--- Required task ---
Please rewrite every row below, replacing "bounding box" with "rectangle" and leaving everything else unchanged. Leave the pictures out of your answer.

--- Exercise material ---
* * * * * * * * *

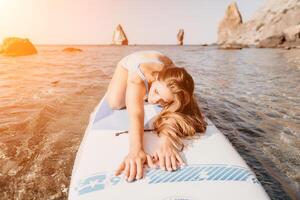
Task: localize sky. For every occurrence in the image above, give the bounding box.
[0,0,264,44]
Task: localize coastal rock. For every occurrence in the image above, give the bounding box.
[218,0,300,47]
[218,2,243,45]
[63,47,82,52]
[257,35,285,48]
[0,37,37,56]
[218,43,248,50]
[112,24,128,45]
[177,29,184,45]
[283,24,300,42]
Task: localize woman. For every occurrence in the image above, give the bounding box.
[106,51,206,181]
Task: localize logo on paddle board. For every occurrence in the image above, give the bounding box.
[75,165,260,195]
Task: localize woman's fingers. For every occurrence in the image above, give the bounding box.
[128,161,136,181]
[175,153,185,167]
[171,155,177,170]
[124,162,130,179]
[136,160,143,179]
[115,161,125,176]
[165,156,172,171]
[158,154,166,170]
[146,155,155,168]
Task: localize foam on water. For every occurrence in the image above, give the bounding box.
[0,46,300,199]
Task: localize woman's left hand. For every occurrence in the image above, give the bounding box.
[153,135,185,171]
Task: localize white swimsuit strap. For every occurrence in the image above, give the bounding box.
[137,64,148,96]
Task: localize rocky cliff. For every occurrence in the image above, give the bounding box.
[177,29,184,45]
[112,24,128,45]
[218,0,300,47]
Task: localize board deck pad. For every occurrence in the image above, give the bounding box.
[69,98,269,200]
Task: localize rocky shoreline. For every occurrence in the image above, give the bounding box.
[217,0,300,49]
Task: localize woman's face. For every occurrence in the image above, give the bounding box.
[148,80,174,106]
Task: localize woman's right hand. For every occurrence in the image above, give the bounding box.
[115,149,155,182]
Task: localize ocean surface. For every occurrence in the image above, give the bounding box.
[0,45,300,199]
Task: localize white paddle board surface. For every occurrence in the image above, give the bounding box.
[69,97,270,200]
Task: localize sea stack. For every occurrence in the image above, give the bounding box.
[218,2,243,49]
[177,29,184,45]
[0,37,37,56]
[112,24,128,45]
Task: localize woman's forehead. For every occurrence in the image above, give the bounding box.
[157,81,173,102]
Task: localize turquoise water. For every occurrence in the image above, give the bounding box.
[0,46,300,199]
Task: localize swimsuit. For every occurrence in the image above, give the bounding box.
[119,51,164,96]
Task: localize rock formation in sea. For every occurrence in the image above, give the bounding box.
[0,37,37,56]
[63,47,82,52]
[218,0,300,47]
[177,29,184,45]
[112,24,128,45]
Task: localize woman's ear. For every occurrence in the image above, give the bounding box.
[152,72,158,81]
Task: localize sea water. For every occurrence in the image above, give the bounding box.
[0,45,300,199]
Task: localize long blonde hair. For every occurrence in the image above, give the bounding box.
[153,67,207,151]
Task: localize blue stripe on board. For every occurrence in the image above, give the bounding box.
[220,168,238,181]
[168,167,200,183]
[213,167,232,180]
[75,165,260,195]
[226,169,244,181]
[234,170,248,181]
[207,167,228,180]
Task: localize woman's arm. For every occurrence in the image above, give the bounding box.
[116,73,154,181]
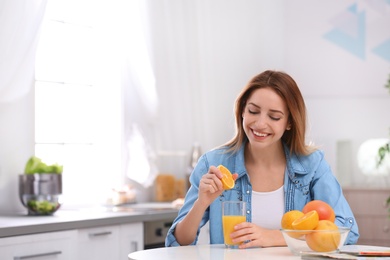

* * * * * * * * *

--- Reply ---
Task: localize sky. For every occurrence in the image above, give the rectangle.
[0,0,264,44]
Task: localize coastal rock. For every occurrence in the image above, give the rectangle.
[218,0,300,47]
[218,2,243,45]
[63,47,82,52]
[257,35,285,48]
[0,37,37,56]
[218,43,248,50]
[112,24,128,45]
[177,29,184,45]
[283,24,300,42]
Task: localize woman. For every occurrence in the image above, give the rectangle.
[106,51,206,181]
Task: localize logo on paddle board. For every occurrence in the image above, give the rectangle.
[75,165,260,195]
Task: localize woman's fingers. For every occurrence in the image above, give the rectangle.
[128,161,136,181]
[175,153,185,167]
[171,155,177,170]
[124,162,130,179]
[136,160,143,179]
[115,161,125,176]
[165,156,172,171]
[158,154,166,170]
[146,155,155,168]
Task: localize foam on water. For every occurrence in the image above, give the rectangle.
[0,46,300,199]
Task: localize woman's left hand. For every occurrence in the image above, give the rectangle.
[153,135,185,171]
Task: localize white swimsuit strap. For every occurrence in the image above, give the rectangle.
[137,64,148,96]
Task: localize rocky cliff. For every occurrence in the image above, give the rectangle.
[177,29,184,45]
[112,24,128,45]
[218,0,300,47]
Task: localize board deck pad. For every occurrence in the image above, give the rectangle.
[69,98,269,200]
Task: localize rocky shoreline. For every occurrence in the image above, give the rectangle.
[217,0,300,49]
Task: localize woman's face. For every occurrence in the image above, give the rectangle.
[148,80,174,106]
Task: localize woman's right hand. For every occurrence in the image above, give the rectangle.
[115,149,155,182]
Task: localize ocean surface. For every occurrence in the image above, give the rectangle.
[0,45,300,199]
Task: localize white paddle board surface. For every occurrence in the image above, give the rectangle.
[69,97,270,200]
Task: localize sea stack. For every occurrence in the image above, give the rectangle.
[218,2,243,49]
[177,29,184,45]
[0,37,37,56]
[112,24,128,45]
Task: localize woman's forehead. For every occurrence in the image above, give the rectangle.
[157,81,173,102]
Task: localize turquoise water. For every occurrence in the image above, give the rectangle.
[0,46,300,199]
Task: localize swimsuit. For every occurrence in the image above, give the rectangle.
[119,51,164,96]
Task: localize rock formation in sea. For every occurrence in the image above, give the rectangle.
[0,37,37,56]
[63,47,82,52]
[218,0,300,47]
[177,29,184,45]
[112,24,128,45]
Task: localize woman's ear. For every occurrence in the image above, give the rectangle.
[152,72,158,81]
Task: localize sea water. For every occurrence in the image above, give the rectangle.
[0,45,300,199]
Task: localize long blonde hair. For every occurrence in the image above, give the rectangle.
[153,67,207,151]
Task: localize blue stripe on board. For every occurrence in the image above, give the rectangle.
[220,168,238,181]
[168,167,200,183]
[213,167,232,180]
[75,165,260,195]
[226,169,244,181]
[234,170,248,181]
[207,167,228,180]
Task: localize woman's arm. For every occurrence in the image above, give the rectangle.
[116,73,154,181]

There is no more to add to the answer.